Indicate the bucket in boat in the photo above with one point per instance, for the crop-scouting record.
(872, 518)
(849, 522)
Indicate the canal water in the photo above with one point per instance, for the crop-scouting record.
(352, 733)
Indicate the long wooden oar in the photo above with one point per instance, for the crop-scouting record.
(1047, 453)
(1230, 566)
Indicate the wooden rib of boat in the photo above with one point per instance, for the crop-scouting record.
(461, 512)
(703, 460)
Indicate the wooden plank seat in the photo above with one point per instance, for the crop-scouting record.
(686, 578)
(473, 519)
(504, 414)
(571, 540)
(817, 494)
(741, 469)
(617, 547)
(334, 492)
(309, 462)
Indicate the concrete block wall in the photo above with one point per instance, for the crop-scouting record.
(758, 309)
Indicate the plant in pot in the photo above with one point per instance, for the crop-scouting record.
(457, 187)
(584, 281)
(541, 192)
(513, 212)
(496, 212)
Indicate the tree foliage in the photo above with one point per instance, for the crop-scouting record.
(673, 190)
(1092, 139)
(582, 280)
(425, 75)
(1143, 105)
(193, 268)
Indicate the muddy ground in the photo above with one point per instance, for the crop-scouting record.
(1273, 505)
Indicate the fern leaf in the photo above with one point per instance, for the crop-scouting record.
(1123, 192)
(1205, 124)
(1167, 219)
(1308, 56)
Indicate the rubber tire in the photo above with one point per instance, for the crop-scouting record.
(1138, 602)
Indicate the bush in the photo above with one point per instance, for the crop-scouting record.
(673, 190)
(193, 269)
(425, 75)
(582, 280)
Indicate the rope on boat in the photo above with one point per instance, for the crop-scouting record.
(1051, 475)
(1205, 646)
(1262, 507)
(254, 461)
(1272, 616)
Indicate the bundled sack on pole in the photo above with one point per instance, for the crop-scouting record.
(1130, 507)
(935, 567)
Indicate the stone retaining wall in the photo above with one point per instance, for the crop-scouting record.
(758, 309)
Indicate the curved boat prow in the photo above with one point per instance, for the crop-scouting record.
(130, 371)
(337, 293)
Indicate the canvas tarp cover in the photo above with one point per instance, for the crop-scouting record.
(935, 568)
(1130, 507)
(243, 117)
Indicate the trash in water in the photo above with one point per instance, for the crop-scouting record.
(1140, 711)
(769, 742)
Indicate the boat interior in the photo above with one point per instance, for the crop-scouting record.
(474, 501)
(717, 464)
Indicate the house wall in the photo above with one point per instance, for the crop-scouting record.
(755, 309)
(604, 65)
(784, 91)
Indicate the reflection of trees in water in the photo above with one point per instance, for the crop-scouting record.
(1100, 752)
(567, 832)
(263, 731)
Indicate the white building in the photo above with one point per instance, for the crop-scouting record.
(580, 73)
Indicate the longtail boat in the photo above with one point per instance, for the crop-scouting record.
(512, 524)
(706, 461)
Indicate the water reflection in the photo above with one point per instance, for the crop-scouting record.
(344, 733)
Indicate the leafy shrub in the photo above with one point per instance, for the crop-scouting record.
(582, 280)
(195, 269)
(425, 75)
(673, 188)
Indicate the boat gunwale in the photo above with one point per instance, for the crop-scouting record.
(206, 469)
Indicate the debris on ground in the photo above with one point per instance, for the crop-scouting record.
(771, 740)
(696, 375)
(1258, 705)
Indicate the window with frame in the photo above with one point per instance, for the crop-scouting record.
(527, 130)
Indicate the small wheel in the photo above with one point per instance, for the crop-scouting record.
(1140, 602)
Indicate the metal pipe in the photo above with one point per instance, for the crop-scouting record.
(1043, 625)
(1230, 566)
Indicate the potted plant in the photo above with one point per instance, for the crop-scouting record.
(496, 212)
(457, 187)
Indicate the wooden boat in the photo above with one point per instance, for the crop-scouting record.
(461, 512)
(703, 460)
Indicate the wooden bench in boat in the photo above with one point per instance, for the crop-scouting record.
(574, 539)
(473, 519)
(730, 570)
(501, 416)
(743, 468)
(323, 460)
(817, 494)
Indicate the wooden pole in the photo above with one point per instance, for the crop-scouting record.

#### WHAT YOU NEED TO DO:
What's needed is every line of the listing, transcribed word for word.

#### ANSWER SECTION:
Indicate the bucket in boat in the photo above with one point per instance, for the crop-scouting record.
(872, 518)
(849, 522)
Indicate the canal water in the photo above with one point per instance, for the crop-scouting record.
(352, 733)
Indicate the long wooden oar in the photo above with one point per instance, for the crop-scouting record.
(1047, 453)
(1230, 566)
Indicate the wooden rib of boat in the photo above with one point per instance, for the crop-scouting record.
(461, 512)
(703, 460)
Indicate the wooden plank seat in the photo above with one point per instance, for the crop-scouting record.
(686, 578)
(473, 519)
(504, 414)
(571, 540)
(817, 494)
(741, 469)
(617, 547)
(334, 492)
(309, 462)
Indicate the concrete block wall in the photo above with one point per instance, for the crop-scouting record.
(758, 309)
Indicate the plant in pot in the photo above with one point per instance, for the crop-scouting record.
(457, 187)
(584, 281)
(541, 192)
(513, 212)
(496, 212)
Indicate the tree foliage in the photo above with one point per instance, for the crop-scouting record.
(673, 190)
(1092, 139)
(582, 280)
(425, 75)
(1143, 105)
(193, 268)
Indicate the muddy ground in the photo above with one point per instance, for the crop-scouting record.
(1273, 505)
Indicate the fern leaf in the photo above with one point per instance, for the crop-scouting record.
(1123, 192)
(1205, 124)
(1167, 219)
(1308, 56)
Indicate the rubber tire in the photo above with one point per instance, for the crop-scouting record.
(1138, 602)
Indicate the bush in the photo above with one point per instance, for the crop-scouting record.
(673, 190)
(193, 269)
(425, 75)
(582, 280)
Indicate the rope on boat in the photo above with one point per instance, for the crop-scouting record.
(1051, 475)
(1205, 646)
(1262, 507)
(254, 461)
(1272, 616)
Indicate the bundled sack on pole in the photo above with one point per instance, for the crop-scouting record.
(1130, 507)
(935, 567)
Indicate the stone retaining wall in the photo above with one point per instance, for the crop-scouting record.
(758, 309)
Indicate the curved boat prow in the photo above with one point per instance, for the crop-scouting record.
(130, 371)
(337, 293)
Indicate the canvas tarp cover in the photo above with one point per instance, for the crop-scouting record.
(935, 568)
(1130, 507)
(243, 117)
Indicate the trash in water in the photo above with one point per instance, for the crop-scouting record.
(1140, 711)
(769, 742)
Indicate the boat interior in the photo above with one point per instance, for the crop-scouting record.
(474, 501)
(717, 464)
Indicate the house wall in the photo above with one point per instance, for the crop-scouting record.
(755, 309)
(604, 65)
(784, 91)
Indicate the reflection of trees in water in the photo above with one point per instance, for the crop-scouting record.
(1100, 752)
(567, 832)
(263, 731)
Indicate the white building in the photo above with one point per instance, for the crop-scouting record.
(580, 73)
Indicate the longtail boat in the photo above with one point per instance, for the crop-scouting record.
(512, 524)
(706, 461)
Indicate the water reflection in the photo above with one point per instance, for the crop-scouting record.
(344, 733)
Indicate the leafy shrub in the photo above with one point per instance, for the crop-scouting record.
(582, 280)
(195, 269)
(425, 75)
(673, 188)
Indicate the boat gunwale in the photo above with one point per instance, for the crop-scouting record.
(206, 469)
Indicate the debris on ground in the photo above with one point per instance, for the crop-scouting record.
(771, 740)
(696, 375)
(1258, 705)
Indicate the window with frame in the photo above with one point per instance, for the crop-scouting record.
(527, 130)
Indicate the small wheel in the photo above with one point per instance, for the crop-scouting record.
(1140, 602)
Indicate the metal pipe in the photo above with one point per instance, for the crop-scouting record.
(1043, 625)
(1230, 566)
Indicate the potted plant in the photo above with one point per instance, for the crop-scouting record.
(496, 212)
(457, 187)
Indicate the wooden boat in the photo above with one point per instance, for the crop-scouting record.
(461, 512)
(703, 460)
Indicate the wooden bench in boat in the photo above with one point per instance, for the crop-scouting record.
(574, 539)
(473, 519)
(730, 570)
(501, 416)
(743, 468)
(323, 460)
(817, 494)
Indicate the wooden pole in the photo above with one point per instance, for the crop-scouting record.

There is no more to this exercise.